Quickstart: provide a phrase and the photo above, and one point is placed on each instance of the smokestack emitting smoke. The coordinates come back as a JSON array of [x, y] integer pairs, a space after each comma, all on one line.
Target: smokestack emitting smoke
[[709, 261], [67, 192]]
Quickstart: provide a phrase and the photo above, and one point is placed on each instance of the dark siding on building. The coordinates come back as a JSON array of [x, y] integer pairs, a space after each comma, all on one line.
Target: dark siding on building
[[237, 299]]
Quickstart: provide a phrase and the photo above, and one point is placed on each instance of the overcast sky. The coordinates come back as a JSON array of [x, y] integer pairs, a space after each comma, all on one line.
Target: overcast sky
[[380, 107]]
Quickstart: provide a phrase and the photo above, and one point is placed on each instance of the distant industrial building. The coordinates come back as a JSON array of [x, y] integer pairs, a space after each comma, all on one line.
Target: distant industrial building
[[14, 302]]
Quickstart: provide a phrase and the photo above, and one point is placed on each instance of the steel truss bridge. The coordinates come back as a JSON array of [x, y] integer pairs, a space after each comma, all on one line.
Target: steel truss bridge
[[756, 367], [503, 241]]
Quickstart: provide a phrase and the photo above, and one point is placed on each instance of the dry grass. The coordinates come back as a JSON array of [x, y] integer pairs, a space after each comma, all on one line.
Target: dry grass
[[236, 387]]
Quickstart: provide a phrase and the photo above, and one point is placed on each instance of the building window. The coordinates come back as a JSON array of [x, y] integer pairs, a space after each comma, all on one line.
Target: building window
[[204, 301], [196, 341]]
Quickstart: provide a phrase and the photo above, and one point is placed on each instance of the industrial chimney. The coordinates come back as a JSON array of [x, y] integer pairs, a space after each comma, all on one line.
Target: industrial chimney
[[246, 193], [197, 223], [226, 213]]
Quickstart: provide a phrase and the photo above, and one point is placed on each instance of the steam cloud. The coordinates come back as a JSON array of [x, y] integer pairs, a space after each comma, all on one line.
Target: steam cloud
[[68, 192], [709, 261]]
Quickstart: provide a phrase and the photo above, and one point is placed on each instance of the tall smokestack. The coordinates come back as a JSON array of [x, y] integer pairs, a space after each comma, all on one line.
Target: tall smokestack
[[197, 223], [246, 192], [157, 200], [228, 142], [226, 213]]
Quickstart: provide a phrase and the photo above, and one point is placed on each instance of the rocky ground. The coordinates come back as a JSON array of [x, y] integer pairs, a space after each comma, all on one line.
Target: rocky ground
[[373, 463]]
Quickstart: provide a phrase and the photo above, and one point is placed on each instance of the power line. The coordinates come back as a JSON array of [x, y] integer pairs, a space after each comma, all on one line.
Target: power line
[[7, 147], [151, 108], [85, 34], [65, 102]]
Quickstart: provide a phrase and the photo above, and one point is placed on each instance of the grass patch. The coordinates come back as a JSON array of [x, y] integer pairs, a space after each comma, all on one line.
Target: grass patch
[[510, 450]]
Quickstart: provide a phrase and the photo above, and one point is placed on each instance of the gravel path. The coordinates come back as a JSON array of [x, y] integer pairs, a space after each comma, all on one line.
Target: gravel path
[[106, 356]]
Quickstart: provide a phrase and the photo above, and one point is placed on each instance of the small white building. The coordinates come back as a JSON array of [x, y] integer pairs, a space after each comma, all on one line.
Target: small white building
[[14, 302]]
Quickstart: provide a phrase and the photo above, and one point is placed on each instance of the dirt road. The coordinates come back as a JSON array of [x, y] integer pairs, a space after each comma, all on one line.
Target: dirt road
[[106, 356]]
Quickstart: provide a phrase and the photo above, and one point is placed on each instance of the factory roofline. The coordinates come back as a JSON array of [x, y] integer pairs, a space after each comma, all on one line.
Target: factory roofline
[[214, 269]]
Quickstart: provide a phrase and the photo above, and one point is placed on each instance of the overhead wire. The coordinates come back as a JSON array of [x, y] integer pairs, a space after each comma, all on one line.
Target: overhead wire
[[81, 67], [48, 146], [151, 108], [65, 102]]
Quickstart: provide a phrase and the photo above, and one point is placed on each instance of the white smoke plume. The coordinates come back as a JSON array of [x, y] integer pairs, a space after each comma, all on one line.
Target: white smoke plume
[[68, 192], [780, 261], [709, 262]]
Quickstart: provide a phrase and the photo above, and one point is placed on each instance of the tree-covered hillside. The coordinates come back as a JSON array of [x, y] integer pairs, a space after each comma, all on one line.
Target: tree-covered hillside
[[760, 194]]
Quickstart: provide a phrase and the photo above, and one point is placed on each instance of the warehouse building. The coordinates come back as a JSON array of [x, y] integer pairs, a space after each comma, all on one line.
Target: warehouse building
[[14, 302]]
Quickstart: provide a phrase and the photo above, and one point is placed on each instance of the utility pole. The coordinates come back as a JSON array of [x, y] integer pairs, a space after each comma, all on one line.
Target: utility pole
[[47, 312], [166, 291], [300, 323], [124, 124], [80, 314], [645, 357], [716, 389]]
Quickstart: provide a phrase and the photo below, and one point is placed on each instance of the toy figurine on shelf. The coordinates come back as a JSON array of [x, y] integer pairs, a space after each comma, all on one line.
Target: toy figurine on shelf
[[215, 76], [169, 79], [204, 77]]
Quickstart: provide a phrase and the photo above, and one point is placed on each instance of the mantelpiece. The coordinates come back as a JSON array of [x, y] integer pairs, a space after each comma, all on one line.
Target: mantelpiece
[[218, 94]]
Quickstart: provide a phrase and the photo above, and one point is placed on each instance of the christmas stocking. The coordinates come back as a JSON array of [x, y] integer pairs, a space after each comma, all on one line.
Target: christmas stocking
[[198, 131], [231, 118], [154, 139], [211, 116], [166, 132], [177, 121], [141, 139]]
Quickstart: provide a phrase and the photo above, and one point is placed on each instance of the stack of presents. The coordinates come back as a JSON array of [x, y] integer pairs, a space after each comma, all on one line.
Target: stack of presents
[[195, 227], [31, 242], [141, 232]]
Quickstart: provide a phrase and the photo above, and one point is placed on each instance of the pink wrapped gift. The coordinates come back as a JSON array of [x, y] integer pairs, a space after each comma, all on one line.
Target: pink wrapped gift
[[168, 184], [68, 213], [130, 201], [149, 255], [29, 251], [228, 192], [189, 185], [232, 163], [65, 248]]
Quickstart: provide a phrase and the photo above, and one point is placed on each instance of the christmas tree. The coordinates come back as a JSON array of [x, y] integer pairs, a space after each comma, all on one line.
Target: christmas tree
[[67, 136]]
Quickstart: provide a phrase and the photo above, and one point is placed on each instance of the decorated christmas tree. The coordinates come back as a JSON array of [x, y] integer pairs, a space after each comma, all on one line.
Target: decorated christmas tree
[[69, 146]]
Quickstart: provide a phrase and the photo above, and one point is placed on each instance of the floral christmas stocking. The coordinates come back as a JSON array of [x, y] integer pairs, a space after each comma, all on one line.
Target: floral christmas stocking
——
▶ Directions:
Reproduce verbatim the lines of the records starting at the line containing "of the industrial" and ending at the line containing "[[246, 193], [197, 223], [226, 213]]", both included.

▶ Solved exercise:
Quickstart: provide a phrase and the photo above, and one point is placed on each instance of the industrial chimney. The coordinates come back as a JSON array of [x, y] integer pairs, a space after each comma, all on one line.
Target: industrial chimney
[[246, 193], [197, 223], [226, 213]]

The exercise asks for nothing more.